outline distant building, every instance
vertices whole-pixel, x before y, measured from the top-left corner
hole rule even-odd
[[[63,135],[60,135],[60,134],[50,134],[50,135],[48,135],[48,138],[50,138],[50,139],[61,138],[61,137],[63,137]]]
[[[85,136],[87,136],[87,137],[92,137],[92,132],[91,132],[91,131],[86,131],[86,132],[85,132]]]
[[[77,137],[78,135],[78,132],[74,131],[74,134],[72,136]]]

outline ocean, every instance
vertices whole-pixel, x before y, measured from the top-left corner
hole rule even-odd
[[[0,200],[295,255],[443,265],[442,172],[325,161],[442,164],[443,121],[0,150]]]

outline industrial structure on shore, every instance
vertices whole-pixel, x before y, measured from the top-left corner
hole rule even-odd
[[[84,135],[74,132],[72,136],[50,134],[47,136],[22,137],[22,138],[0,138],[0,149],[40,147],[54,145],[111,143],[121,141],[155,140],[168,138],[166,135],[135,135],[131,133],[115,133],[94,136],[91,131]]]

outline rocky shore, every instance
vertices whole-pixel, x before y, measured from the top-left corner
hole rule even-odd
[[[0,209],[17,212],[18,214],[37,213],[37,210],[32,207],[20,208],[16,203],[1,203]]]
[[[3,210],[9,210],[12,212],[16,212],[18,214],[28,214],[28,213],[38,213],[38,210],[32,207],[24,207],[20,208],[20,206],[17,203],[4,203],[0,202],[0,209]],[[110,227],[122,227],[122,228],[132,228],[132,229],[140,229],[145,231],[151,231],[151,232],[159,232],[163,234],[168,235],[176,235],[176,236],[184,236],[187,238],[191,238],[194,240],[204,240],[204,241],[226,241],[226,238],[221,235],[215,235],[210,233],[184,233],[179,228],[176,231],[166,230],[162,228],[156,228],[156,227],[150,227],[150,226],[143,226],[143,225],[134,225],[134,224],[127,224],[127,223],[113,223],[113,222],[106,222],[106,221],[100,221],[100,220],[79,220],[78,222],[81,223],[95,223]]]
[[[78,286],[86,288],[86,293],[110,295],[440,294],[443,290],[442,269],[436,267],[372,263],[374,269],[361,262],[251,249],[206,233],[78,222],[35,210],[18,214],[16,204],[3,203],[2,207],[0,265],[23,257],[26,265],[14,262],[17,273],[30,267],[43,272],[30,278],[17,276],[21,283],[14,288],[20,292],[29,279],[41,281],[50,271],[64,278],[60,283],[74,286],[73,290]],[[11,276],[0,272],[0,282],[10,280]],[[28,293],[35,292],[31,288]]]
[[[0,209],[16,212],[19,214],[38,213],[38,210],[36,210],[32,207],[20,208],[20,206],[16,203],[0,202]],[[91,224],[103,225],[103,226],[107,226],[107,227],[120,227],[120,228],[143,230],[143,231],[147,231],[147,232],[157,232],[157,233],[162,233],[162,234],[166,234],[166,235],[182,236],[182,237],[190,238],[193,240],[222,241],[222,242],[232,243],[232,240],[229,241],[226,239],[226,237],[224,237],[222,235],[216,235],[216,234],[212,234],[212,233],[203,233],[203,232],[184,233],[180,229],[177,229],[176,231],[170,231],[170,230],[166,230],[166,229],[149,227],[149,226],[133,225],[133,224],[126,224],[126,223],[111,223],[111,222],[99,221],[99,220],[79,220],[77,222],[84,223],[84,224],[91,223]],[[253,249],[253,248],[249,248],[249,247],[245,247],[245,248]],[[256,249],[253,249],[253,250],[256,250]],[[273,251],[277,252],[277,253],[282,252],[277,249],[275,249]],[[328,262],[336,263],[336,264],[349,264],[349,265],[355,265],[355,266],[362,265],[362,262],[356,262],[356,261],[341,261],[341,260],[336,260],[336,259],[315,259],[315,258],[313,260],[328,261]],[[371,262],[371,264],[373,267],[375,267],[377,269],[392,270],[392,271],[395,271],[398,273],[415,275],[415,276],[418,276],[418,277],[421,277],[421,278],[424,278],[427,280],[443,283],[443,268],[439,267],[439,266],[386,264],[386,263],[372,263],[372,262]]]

────────────────────

▶ _Task to carry out_
Check each line of the entries, and copy the ones that contain "instance".

▶ _Final answer_
outline distant building, every instance
outline ocean, every instance
outline industrial structure on shore, every instance
outline rocky shore, every instance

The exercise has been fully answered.